Diário Eletrônico

PODER JUDICIÁRIO

TRIBUNAL REGIONAL FEDERAL DA 3ª REGIÃO
 PODER JUDICIÁRIO
Tribunal Regional Federal da 3ª Região
10ª Turma

AGRAVO DE INSTRUMENTO (202) Nº 5011339-16.2018.4.03.0000

RELATOR: Gab. 36 - DES. FED. LUCIA URSAIA

AGRAVANTE: JOAQUIM DOS SANTOS NEVES

Advogados do(a) AGRAVANTE: ADRIANA APARECIDA BONAGURIO PARESCHI - SP125434-A, ANA SILVIA REGO BARROS - SP129888-A

AGRAVADO: INSTITUTO NACIONAL DO SEGURO SOCIAL - INSS

OUTROS PARTICIPANTES:

 

 


 

  

AGRAVO DE INSTRUMENTO (202) Nº 5011339-16.2018.4.03.0000

RELATOR: Gab. 36 - DES. FED. LUCIA URSAIA

AGRAVANTE: JOAQUIM DOS SANTOS NEVES

Advogados do(a) AGRAVANTE: ADRIANA APARECIDA BONAGURIO PARESCHI - SP125434-A, ANA SILVIA REGO BARROS - SP129888-A

AGRAVADO: INSTITUTO NACIONAL DO SEGURO SOCIAL - INSS

OUTROS PARTICIPANTES:

 

 

 

  

 

R E L A T Ó R I O

 

 

 

Trata-se de agravo de instrumento, com pedido de efeito suspensivo, interposto em face de r. decisão que, nos autos da ação revisional de benefício previdenciário, em fase de cumprimento de sentença, considerou devido o desconto, a partir da DER do benefício de aposentadoria por tempo de contribuição, dos valores recebidos a título de auxílio-acidente, haja vista não ser permitida a acumulação.

→ **TAREFAS**:
[a] Reproduza o trecho do texto extraído que começa em "R E L A T Ó" e segue até "permitida a acumulação.".
[b] Traduza para o inglês esta frase do texto extraído: "Trata-se de agravo de instrumento, com pedido de efeito suspensivo, interposto em face de r. decisão que, nos autos da ação revisional de benefício previdenciário, em fase de cumprimento de sentença, considerou devido o desconto, a partir da DER do benefício de aposentadoria por tempo de contribuição, dos valores recebidos a título de auxílio-acidente, haja vista não ser permitida a acumulação."
[c] Diga se cada afirmação concorda com o texto extraído: (i) o agravado é o Instituto Nacional do Seguro Social; (ii) o agravo foi interposto sem pedido de efeito suspensivo; (iii) a ação revisional está em fase de cumprimento de sentença. Responda sim ou não e cite as palavras do texto que decidem.
As linhas não têm nenhum papel aqui.

→ **DADOS EXTRAÍDOS**:

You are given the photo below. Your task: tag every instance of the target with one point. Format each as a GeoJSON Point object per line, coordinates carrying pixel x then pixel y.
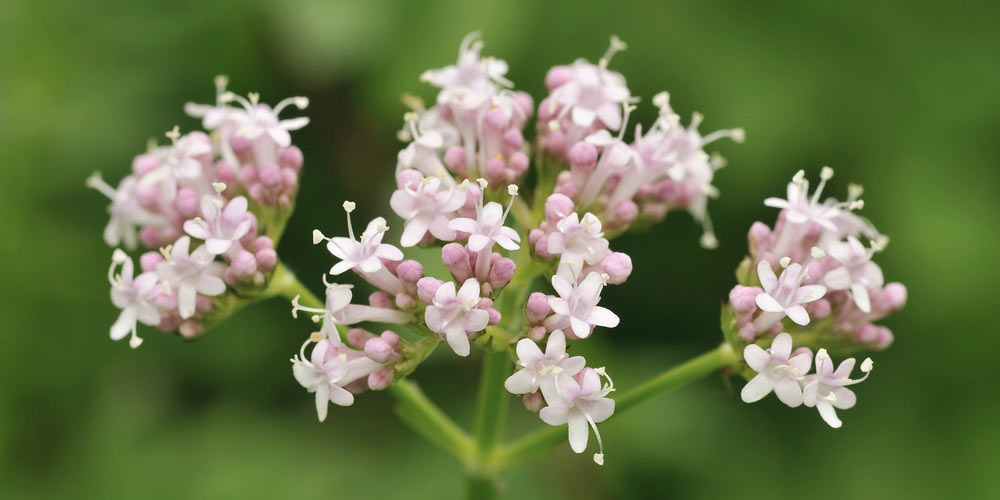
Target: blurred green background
{"type": "Point", "coordinates": [900, 96]}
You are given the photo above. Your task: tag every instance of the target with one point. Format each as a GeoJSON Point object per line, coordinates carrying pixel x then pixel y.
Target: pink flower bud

→ **SOLUÇÕES**:
[a]
R E L A T Ó R I O

 

 

 

Trata-se de agravo de instrumento, com pedido de efeito suspensivo, interposto em face de r. decisão que, nos autos da ação revisional de benefício previdenciário, em fase de cumprimento de sentença, considerou devido o desconto, a partir da DER do benefício de aposentadoria por tempo de contribuição, dos valores recebidos a título de auxílio-acidente, haja vista não ser permitida a acumulação.

[b] This is an interlocutory appeal, with a request for suspensive effect, filed against a decision that, in the proceedings of the action for revision of a social security benefit, at the judgment enforcement stage, deemed proper the deduction, from the DER of the contribution-time retirement benefit, of the amounts received as accident allowance, since accumulation is not permitted.

[c]
(i) Sim: "AGRAVADO: INSTITUTO NACIONAL DO SEGURO SOCIAL - INSS"
(ii) Não: "com pedido de efeito suspensivo"
(iii) Sim: "em fase de cumprimento de sentença"